Reproduce the part of the Covid-19 and lockdowns passage starting with "Its data on" and going on through "a new variant.", keeping every word and punctuation mark unchanged.

§ Source passage:
= = =
Its chart on deaths suggests that our daily death rate is now around 7 a day, with a significant margin of error. That’s a steep fall from the 75 a day at the end of July, but it is consistent with earlier falls in hospitalizations. It would equate to around 0.3 per day per million population. That is plausible: it’s about the same as the rate in the UK and France.

Its data on hospitalization and on the virus’s impact on aged care homes shows promising trends.

This is all promising, but about all that can be said with certainty is that hospitalizations and deaths are falling and that the risk of suffering from a severe case of Covid-19 is much lower than it has been over most of this year so far. It would be rash to suggest that cases and deaths will go on falling, however. Slackening of social distancing and mask wearing, and waning protection from vaccines and prior infection, could see the virus’s rate of reproduction rise above one, and there is the omnipresent risk of a new variant.


Lockdowns – a retrospective

Nicholas Biddle and his colleagues at ANU have studied the effect of Covid-19 lockdowns on people’s life satisfaction. They have also studied the effect of cases of Covid-19 and deaths on life satisfaction.

Unsurprisingly lockdowns had a negative effect on life satisfaction. Also unsurprisingly the incidence of cases and deaths in one’s city or region also had a negative effect, but less severe than the effect of lockdowns. Young people were particularly hard hit by lockdowns.

The researchers acknowledge that they didn’t consider the counterfactual – the distress that would have resulted had there been no lockdowns and the virus had spread rapidly through an unvaccinated community.

The study is summarized on the ANU’s website, which has a chain of further links leading to the study. The study has a great deal of data, in easily accessed form, about lockdowns by data and region. The lockdowns were tough all over Australia in the first half of 2020, and in Melbourne for the rest of that year. Melbourne and Sydney were again subject to tough lockdowns in late 2021. It’s a useful reminder of what Australians in different regions have experienced over the last 30 months.
= = =
§ Data provided:

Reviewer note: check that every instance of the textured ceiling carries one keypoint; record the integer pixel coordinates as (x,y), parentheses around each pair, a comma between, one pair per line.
= = =
§ Output of the exercise:
Its data on hospitalization and on the virus’s impact on aged care homes shows promising trends.

This is all promising, but about all that can be said with certainty is that hospitalizations and deaths are falling and that the risk of suffering from a severe case of Covid-19 is much lower than it has been over most of this year so far. It would be rash to suggest that cases and deaths will go on falling, however. Slackening of social distancing and mask wearing, and waning protection from vaccines and prior infection, could see the virus’s rate of reproduction rise above one, and there is the omnipresent risk of a new variant.